• Provided passage
»»

I want to see YOU say it.  You think I'm hot?  Not "cute", not "handsome", but "hot"?   :Big Grin:

----------


## Guest

> I want to see YOU say it.  You think I'm hot?  Not "cute", not "handsome", but "hot"?


Sure, you're hot.  No biggie.

----------


## Gemini

> I want to see YOU say it.  You think I'm hot?  Not "cute", not "handsome", but "hot"?



 :Geez:   Has all my instruction been for naught?

----------

TheTemporaryBG (07-22-2013)

----------


## TheTemporaryBG

> you're hot.


Thank you.  _Eres hermosa.
_

----------



----------


## TheTemporaryBG

> Has all my instruction been for naught?


I'm trying.  I'm trying.

----------


## Gemini

> I'm trying.  I'm trying.


I suppose stumbling is an inevitable part of the learning process.  Frustrating to both parties.

----------

TheTemporaryBG (07-22-2013)

----------


## Perianne

> Attachment 771
> 
> Any questions.


 @Archer.  Is that real?  I sooooo like that.  Do they make them in women's size small?

----------


## Perianne

> Trinnity,
> 
> Has there ever been a thread worse than this one?
> 
> Yes?
> 
> No?


Best       thread      ever.   I said so.

----------


## Perianne

> Look all I'm saying is that you don't go from being a hound dog to a lap dog without serious denutting.


I am not all girlie and think that girl movies are the best.  I don't read love story books.  But I do know that love can soften any man.  It is manly to cherish a woman and care about how she feels.  I think @TheTemporaryBG is learning the wisdom in caring for women for more than just sex.

----------


## Archer

> @Archer.  Is that real?  I sooooo like that.  Do they make them in women's size small?


Real and about 20yo. I have no idea where to buy on these days. Try a bike shop.

----------


## TheTemporaryBG

> I am not all girlie and think that girl movies are the best.  I don't read love story books.  But I do know that love can soften any man.  It is manly to cherish a woman and care about how she feels.  I think @TheTemporaryBG is learning the wisdom in caring for women for more than just sex.


 @Perianne,  I was talking about some of the women floating around me right now with Gemini whose exact words were "kick the whores out".  I just realized that part of why I haven't been having sex and have learned to care for people I'm not whoring with is because the "someone" is not a whore, refused to have sex, and shut me down.

It did not throw me off.  It didn't make me stop liking her.  It didn't do anything but make me think "well, alright, game on!"

««

• What to work on
Say whether each statement agrees with the forum thread above, answering yes or no and quoting the deciding words: (a) Archer says the item is about 20 years old. (b) Perianne says she reads love story books. (c) Archer suggests trying a shoe store.

• Extracted records
»»

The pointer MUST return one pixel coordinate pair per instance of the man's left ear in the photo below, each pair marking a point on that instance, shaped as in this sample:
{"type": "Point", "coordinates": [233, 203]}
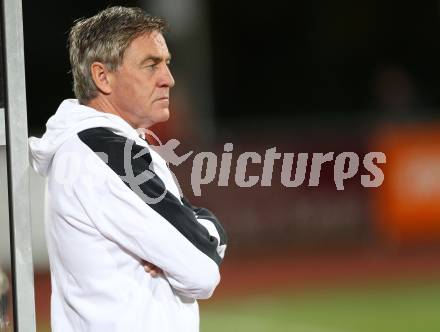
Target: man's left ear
{"type": "Point", "coordinates": [101, 77]}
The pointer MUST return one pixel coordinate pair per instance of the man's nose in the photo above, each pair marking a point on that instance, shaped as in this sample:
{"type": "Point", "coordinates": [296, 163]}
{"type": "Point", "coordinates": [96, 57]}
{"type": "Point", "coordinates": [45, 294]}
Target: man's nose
{"type": "Point", "coordinates": [166, 78]}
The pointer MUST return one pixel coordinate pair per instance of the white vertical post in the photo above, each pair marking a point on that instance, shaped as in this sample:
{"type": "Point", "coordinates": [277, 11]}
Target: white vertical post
{"type": "Point", "coordinates": [18, 167]}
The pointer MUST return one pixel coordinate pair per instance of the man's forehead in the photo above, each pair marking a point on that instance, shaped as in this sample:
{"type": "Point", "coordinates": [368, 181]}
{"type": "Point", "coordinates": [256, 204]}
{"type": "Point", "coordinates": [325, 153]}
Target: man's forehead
{"type": "Point", "coordinates": [152, 43]}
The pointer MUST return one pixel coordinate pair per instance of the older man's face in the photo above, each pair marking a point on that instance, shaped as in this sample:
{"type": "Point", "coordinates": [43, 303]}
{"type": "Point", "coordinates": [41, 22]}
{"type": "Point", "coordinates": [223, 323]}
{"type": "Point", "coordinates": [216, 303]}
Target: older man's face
{"type": "Point", "coordinates": [141, 85]}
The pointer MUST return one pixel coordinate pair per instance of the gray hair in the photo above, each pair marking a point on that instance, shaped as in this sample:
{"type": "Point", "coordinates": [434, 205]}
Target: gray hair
{"type": "Point", "coordinates": [104, 38]}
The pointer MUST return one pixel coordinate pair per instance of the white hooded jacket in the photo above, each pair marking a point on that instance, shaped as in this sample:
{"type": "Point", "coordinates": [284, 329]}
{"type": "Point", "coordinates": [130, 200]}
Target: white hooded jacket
{"type": "Point", "coordinates": [112, 203]}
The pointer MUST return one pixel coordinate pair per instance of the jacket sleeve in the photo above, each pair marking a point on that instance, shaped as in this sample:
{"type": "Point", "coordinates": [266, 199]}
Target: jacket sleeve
{"type": "Point", "coordinates": [146, 219]}
{"type": "Point", "coordinates": [206, 218]}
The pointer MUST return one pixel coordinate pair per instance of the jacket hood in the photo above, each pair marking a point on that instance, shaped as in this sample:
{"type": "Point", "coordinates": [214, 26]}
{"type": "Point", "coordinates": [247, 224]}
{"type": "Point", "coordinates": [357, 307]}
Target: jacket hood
{"type": "Point", "coordinates": [69, 119]}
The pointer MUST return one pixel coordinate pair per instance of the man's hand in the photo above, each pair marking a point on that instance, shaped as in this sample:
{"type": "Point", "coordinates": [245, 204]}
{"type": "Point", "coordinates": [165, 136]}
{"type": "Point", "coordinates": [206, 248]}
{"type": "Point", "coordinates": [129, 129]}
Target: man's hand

««

• Answer
(a) Yes: "Real and about 20yo."
(b) No: "I don't read love story books."
(c) No: "Try a bike shop."